Extract the full listing verbatim and drop any pictures from your copy.

Stored items:
# # # #

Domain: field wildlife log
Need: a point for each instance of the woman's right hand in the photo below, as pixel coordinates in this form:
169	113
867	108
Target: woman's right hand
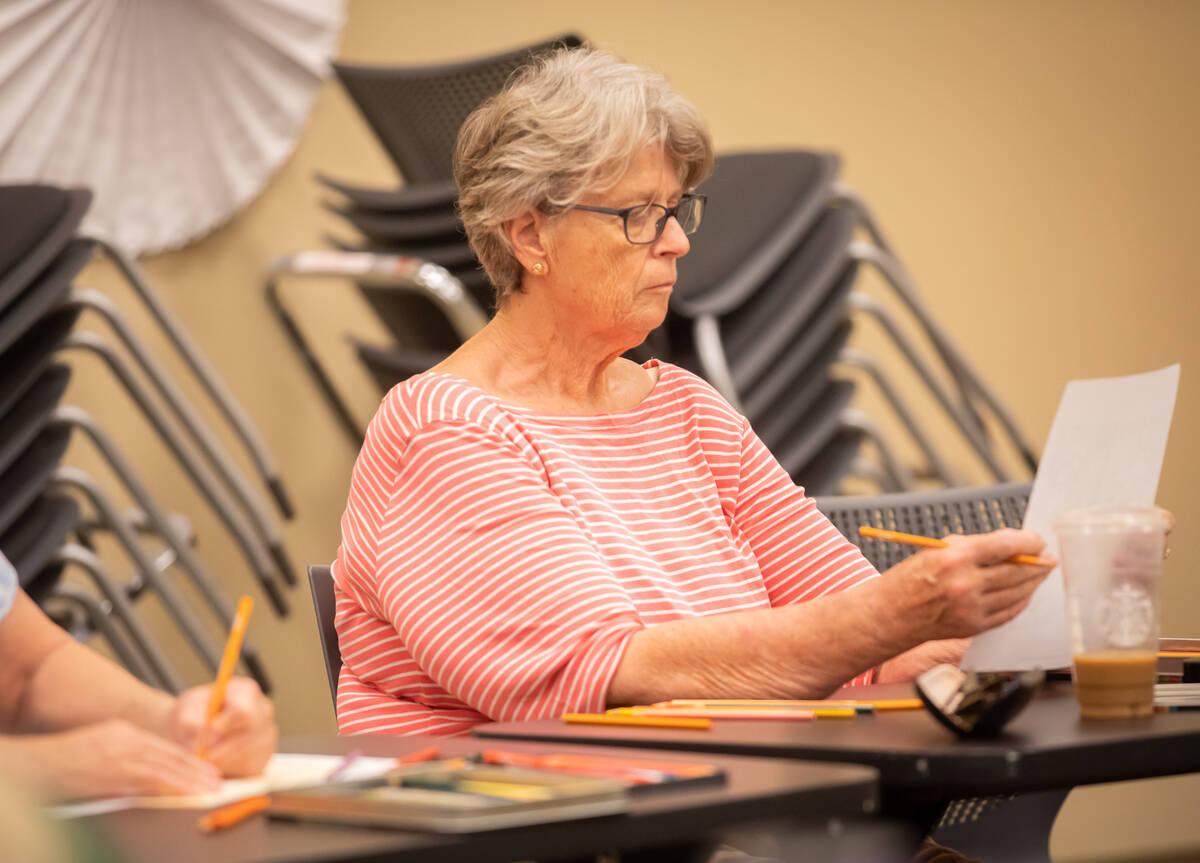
967	587
112	757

# # # #

== WRITTEN ANSWER ==
Domain: field wildlife log
Need: a point for each instance of the woman's right hand in the photo below, as pixel coordinates in this form:
169	113
867	108
Target: woman's right hand
967	587
112	757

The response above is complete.